• Point placement records
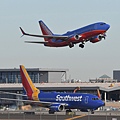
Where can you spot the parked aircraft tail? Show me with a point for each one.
(45, 30)
(98, 93)
(31, 91)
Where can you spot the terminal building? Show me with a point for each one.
(38, 75)
(49, 80)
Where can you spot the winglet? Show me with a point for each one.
(31, 91)
(98, 93)
(22, 31)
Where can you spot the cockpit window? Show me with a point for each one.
(102, 24)
(95, 98)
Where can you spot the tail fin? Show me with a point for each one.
(31, 91)
(98, 93)
(45, 30)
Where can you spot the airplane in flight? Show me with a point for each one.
(55, 101)
(94, 33)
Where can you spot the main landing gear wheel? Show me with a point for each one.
(81, 45)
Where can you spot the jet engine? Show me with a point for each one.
(56, 107)
(77, 37)
(97, 38)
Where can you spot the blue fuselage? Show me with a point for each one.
(72, 100)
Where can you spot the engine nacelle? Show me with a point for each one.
(77, 37)
(56, 107)
(97, 38)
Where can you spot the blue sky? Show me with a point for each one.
(60, 16)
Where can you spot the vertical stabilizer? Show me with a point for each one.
(98, 93)
(31, 91)
(45, 30)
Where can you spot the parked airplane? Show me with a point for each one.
(93, 33)
(55, 101)
(59, 101)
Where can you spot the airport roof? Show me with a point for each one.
(36, 69)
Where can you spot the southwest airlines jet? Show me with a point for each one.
(94, 33)
(57, 102)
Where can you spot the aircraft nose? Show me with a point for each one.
(107, 26)
(103, 103)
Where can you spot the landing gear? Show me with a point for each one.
(71, 45)
(81, 45)
(51, 112)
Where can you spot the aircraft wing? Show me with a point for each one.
(40, 103)
(45, 36)
(13, 94)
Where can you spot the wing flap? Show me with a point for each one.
(44, 36)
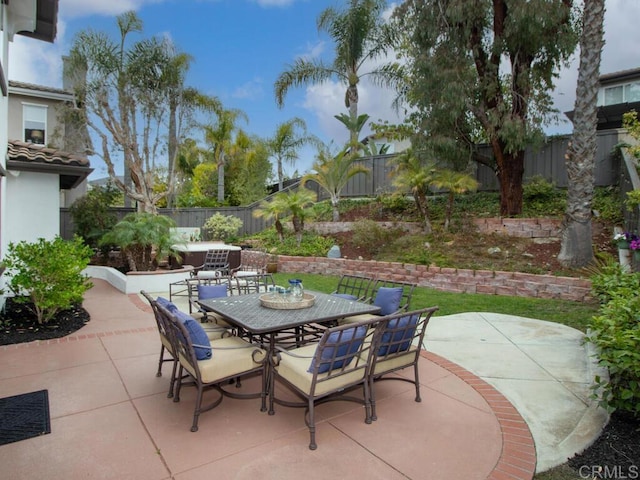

• Set task
Starting at the line that contains "Where can you spot the blue sky?" and continuing through the end of the records, rewrite every line, requests included. Multiply each point coordinate by 1.55 and round to the nearest whole number, with halves rounding up. Leave the pictures out.

• Reply
Where can you spot the blue sky? Show me with a point for each one.
(93, 25)
Where can you spot the vertical stabilizer? Show me with a point for each one.
(152, 144)
(48, 141)
(70, 47)
Where can you spot the parked airplane? Show me with a point for each one.
(144, 51)
(85, 157)
(91, 157)
Where can you spot the airport roof? Show me with a point for each one.
(56, 107)
Where can you spot the southwest airlines jet? Show me with a point for each one.
(146, 51)
(88, 158)
Where can you spot the aircraft nose? Show me with a point for each one.
(166, 40)
(160, 160)
Where can you spot the landing gear? Show me with a point for each one.
(110, 70)
(126, 70)
(79, 174)
Where can you spot the aircraft wing? Show me with a point for each one.
(62, 160)
(70, 56)
(20, 146)
Where can you spot the wing flap? Show me with a point for each one.
(68, 56)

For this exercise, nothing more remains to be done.